--- SEITE ---
Die Szene gehört nicht zu einem Löscheinsatz der Feuerwehr, sondern zum Training des Atemschutzsportclubs Schweiz (ASSCS). In dieser Ausrüstung werden der Wohler Stefan Suter und seine Kollegen morgen Samstag den Hallwilerseelauf bestreiten. Sie starten in der Walking-Kategorie über die Halbmarathon-Distanz. Und der Austausch der Atemschutzgeräte und Pressluftflaschen muss, vergleichbar mit einem Boxenstopp bei einem Formel-1-Rennen, möglichst schnell und reibungslos über die Bühne gehen, damit keine Zeit verloren geht.
Den eigenen Rekord knacken
Neben dem Wohler Stefan Suter gehören auch Marco Zobrist, Florian Wettstein, Patrick Suter und Roman Bühler zum Team des Atemschutzsportclubs Schweiz. Und ihr Ziel ist nichts anderes als der Weltrekord. Mit 3 Stunden und 21 Minuten hielt ein Feuerwehrmann aus Neuseeland den Rekord über die Halbmarathondistanz in einer kompletten Brandschutzausrüstung. Am Aargauer Halbmarathon im März konnten gleich drei Mitglieder des Vereins diese Marke unterbieten. Der neue Rekord liegt bei 3:10.27. Marco Zobrist hält ihn. «Ziel ist, dass wir unsere eigene Zeit noch einmal unterbieten», sagt ASSCS-Präsident Florian Wettstein. «Und wir haben von einem kanadischen Feuerwehrmann gehört, der schneller gewesen sein soll. Wir wollen sichergehen, dass der Rekord bei uns bleibt. Dafür wird alles schön säuberlich mit Videokameras dokumentiert und dem Guinness-Buch der Weltrekorde weitergeleitet, damit die das auswerten können.»
Stefan Suter geht nicht davon aus, dass er derjenige sein wird, der den Weltrekord knackt. «Mein Ziel ist, unter vier Stunden ins Ziel zu kommen und den einen oder anderen langsameren Läufer vielleicht zu überholen», gibt er sich bescheiden. Mit seinen 54 Jahren ist der Wohler allerdings auch der Oldie im Team. «Seine Erfahrung und seine Vernunft sind für uns aber unverzichtbar», sagt Wettstein.
---
* AUFGABE
Setze den Bericht über den Atemschutzsportclub Schweiz im Anschluss an seinen letzten Satz fort. Die Zeilen stehen in keinem Zusammenhang mit dem Bericht über den Atemschutzsportclub Schweiz.
--- BEREITGESTELLTE DATEN ---
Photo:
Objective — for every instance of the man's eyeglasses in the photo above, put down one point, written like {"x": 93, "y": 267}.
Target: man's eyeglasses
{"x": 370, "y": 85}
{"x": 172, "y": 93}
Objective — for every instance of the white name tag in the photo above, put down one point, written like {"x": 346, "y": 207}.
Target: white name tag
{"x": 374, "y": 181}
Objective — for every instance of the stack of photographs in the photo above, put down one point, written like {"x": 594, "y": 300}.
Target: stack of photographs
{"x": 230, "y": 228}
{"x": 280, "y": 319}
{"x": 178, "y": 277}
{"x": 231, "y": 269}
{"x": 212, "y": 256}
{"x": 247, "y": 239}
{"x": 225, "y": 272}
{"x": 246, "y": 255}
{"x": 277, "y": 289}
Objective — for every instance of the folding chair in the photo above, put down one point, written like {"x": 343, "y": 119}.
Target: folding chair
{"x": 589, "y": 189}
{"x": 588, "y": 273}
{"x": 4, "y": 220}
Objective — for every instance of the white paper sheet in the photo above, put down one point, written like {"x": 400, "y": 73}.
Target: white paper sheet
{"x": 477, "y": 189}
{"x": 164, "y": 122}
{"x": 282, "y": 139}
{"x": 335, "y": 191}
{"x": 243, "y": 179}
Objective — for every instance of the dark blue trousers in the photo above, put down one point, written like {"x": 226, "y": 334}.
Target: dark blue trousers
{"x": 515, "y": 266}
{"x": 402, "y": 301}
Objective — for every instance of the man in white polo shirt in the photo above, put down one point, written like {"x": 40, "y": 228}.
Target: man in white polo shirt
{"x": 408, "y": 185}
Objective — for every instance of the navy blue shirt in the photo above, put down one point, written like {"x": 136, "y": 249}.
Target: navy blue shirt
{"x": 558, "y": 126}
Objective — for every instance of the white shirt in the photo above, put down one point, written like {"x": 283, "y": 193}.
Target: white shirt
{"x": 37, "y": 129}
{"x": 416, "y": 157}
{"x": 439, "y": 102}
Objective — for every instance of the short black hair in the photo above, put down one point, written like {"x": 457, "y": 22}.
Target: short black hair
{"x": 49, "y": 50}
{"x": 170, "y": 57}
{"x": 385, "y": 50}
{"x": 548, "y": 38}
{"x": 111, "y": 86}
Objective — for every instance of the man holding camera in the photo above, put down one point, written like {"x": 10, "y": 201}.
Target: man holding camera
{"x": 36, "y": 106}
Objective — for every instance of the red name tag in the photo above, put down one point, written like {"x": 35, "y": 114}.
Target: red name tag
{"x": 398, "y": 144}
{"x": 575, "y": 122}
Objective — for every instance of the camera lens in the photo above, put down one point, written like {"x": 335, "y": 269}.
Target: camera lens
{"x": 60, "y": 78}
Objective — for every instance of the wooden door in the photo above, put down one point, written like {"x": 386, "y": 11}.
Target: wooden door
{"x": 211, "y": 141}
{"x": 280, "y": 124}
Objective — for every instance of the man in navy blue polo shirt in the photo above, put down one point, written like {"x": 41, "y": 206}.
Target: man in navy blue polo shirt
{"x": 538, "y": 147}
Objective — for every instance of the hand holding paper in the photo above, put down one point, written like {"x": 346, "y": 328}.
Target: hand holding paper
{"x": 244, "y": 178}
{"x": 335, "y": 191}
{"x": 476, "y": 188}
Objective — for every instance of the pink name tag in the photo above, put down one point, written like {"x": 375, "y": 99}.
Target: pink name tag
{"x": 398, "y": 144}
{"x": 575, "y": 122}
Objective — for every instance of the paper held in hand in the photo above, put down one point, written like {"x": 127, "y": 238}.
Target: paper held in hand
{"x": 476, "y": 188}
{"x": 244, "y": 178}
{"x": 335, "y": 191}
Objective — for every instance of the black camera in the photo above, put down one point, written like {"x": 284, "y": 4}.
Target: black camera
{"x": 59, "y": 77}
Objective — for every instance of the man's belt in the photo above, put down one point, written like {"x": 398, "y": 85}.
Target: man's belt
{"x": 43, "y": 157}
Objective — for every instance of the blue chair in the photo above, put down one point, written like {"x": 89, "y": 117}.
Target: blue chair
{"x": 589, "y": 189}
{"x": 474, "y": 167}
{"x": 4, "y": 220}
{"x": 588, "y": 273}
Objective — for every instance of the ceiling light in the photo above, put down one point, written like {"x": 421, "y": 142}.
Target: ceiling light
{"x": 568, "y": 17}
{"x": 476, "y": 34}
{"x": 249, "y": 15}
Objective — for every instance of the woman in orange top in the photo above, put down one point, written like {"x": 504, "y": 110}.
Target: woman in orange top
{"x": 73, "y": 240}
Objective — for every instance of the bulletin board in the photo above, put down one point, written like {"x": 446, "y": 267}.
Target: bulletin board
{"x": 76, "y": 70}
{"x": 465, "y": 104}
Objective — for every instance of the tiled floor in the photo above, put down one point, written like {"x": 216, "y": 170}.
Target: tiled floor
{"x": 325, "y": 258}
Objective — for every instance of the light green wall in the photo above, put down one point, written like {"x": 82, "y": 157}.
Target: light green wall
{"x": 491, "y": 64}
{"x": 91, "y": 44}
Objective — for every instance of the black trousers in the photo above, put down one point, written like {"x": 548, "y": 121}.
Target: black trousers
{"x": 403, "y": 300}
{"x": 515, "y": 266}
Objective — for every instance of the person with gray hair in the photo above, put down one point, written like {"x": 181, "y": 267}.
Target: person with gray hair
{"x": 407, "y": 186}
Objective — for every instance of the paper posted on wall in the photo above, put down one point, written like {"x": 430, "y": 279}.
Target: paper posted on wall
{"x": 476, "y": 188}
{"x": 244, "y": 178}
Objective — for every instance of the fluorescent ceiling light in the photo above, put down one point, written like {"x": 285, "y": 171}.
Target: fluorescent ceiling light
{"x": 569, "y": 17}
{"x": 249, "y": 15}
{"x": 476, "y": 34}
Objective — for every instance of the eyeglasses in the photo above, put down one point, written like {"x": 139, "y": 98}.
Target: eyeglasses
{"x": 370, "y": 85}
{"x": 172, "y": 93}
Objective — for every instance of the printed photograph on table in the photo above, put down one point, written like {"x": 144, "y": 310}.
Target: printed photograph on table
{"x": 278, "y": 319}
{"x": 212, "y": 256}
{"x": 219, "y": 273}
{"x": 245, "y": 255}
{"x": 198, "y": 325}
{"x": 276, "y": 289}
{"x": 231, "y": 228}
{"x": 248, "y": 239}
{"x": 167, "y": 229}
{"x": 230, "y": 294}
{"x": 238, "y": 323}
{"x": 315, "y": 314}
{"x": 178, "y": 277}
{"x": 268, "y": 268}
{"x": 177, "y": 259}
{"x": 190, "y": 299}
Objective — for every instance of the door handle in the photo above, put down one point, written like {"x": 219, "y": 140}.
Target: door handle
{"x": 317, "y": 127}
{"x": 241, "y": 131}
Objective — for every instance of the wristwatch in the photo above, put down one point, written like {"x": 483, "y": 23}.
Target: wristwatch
---
* ANTWORT
Detailliert durchgeplant
Die fünf Sportler sind sich einig, dass die Psyche die grösste Herausforderung bei den Wettkämpfen ist, die sie in Vollmontur bestreiten. Die komplette Brandschutzausrüstung wiegt über 26 kg. Ausserdem ist die Hitze in der Feuerwehrkleidung riesig. «Wir haben quasi eine eigene Ganzkörpersauna mit dabei», sagt Suter lachend. Es ist also besonders herausfordernd, durchzuhalten bis zum Ende. Bei aller mentalen Stärke kommt man irgendwann aber trotzdem auch an die körperlichen Grenzen. Und damit die Wettkämpfe nicht daran scheitern, braucht es eine minutiöse Planung.
Suter erklärt, dass nur schon das Laufen in Feuerwehrstiefeln nicht zu unterschätzen ist. «Die sind nicht für grössere Distanzen gedacht. Zu Beginn haben wir uns Blasen an den Füssen geholt, wie man es noch nie gesehen hat. Mittlerweile haben wir die Füsse geschützt. Unter den Stiefeln tragen wir Damenstrümpfe, spezielle Socken und weitere Dinge, die vor solchen Blasen schützen.» Im Quartier des ASSCS zeigt der Wohler eine Karte, auf der die Posten eingetragen sind, wo es einen Gerätewechsel gibt während des Laufs. Überall ist fein säuberlich notiert, welche Distanz zum nächsten Posten zu bestreiten ist, welche Pressluftflasche benötigt wird und welchen Proviant die fünf Feuerwehrleute dort zu sich nehmen. «An gewissen Stellen am Hallwilersee kommt man nicht gut heran. Dort mussten wir dann längere Etappen einplanen bis zum nächsten Flaschenwechsel. Und da braucht es manchmal mich als ‹alten Sack›, der den anderen sagt, dass man in diesen Teilen der Strecke etwas Tempo rausnehmen muss und dann an anderer Stelle erst wieder anziehen.» Die Vorbereitung verlasse durch solche Planung schon langsam ein wenig den Bereich des Amateursports und gehe in den halbprofessionellen Bereich hinein. «Denn irgendwann reicht es nicht mehr aus, einfach nur loszulaufen.»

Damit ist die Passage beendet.